DIRECTION: Copy every line of the items below word for word, but leave out the pictures.

[BEGIN RECORDS FOR THIS EXERCISE]

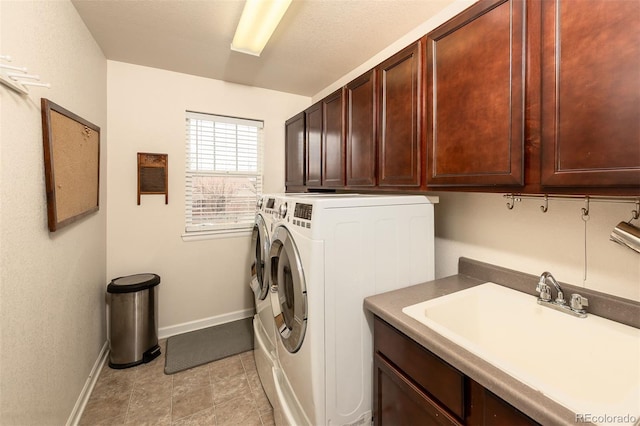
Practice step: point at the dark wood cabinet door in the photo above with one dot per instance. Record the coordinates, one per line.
(398, 401)
(333, 140)
(590, 93)
(475, 96)
(361, 131)
(313, 123)
(295, 158)
(400, 106)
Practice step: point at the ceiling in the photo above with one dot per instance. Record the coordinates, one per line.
(316, 43)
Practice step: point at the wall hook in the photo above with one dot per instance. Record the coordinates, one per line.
(585, 209)
(635, 214)
(545, 207)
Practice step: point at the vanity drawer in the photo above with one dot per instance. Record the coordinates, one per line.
(437, 378)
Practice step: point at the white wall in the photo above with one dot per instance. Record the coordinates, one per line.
(479, 226)
(202, 281)
(51, 285)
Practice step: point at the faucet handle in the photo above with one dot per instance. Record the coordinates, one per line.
(544, 290)
(578, 302)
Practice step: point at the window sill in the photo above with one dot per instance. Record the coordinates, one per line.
(214, 235)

[END RECORDS FOR THIS EXERCISE]

WRITTEN SOLUTION:
Practice step: point at the dark wood cabinet door in the photo above with one dot per instance. Record the coordinates, one per line.
(398, 401)
(333, 140)
(590, 93)
(475, 96)
(361, 131)
(313, 123)
(295, 158)
(400, 106)
Practice step: point at the ceiling in the photo above with one dot per instance. Record the coordinates, one per line.
(316, 43)
Practice step: point at the wall hook in the photo above with one dot per instance. Record the coordinates, one per line.
(585, 209)
(635, 214)
(545, 207)
Practice step: point at the vanity drawer in the photo above with one dot per instance. Record the coordinates, one per line.
(437, 378)
Practice step: point at the white wall in the photo above with one dot per instance. Record the coordinates, one per line.
(479, 226)
(202, 281)
(51, 285)
Practice step: point at the faucet handle in the photo above with one dot per instance. Record the coordinates, one per line.
(544, 290)
(578, 302)
Practice step: point at the window sill in the photo above with one dot per instance. Record the coordinates, one per line.
(214, 235)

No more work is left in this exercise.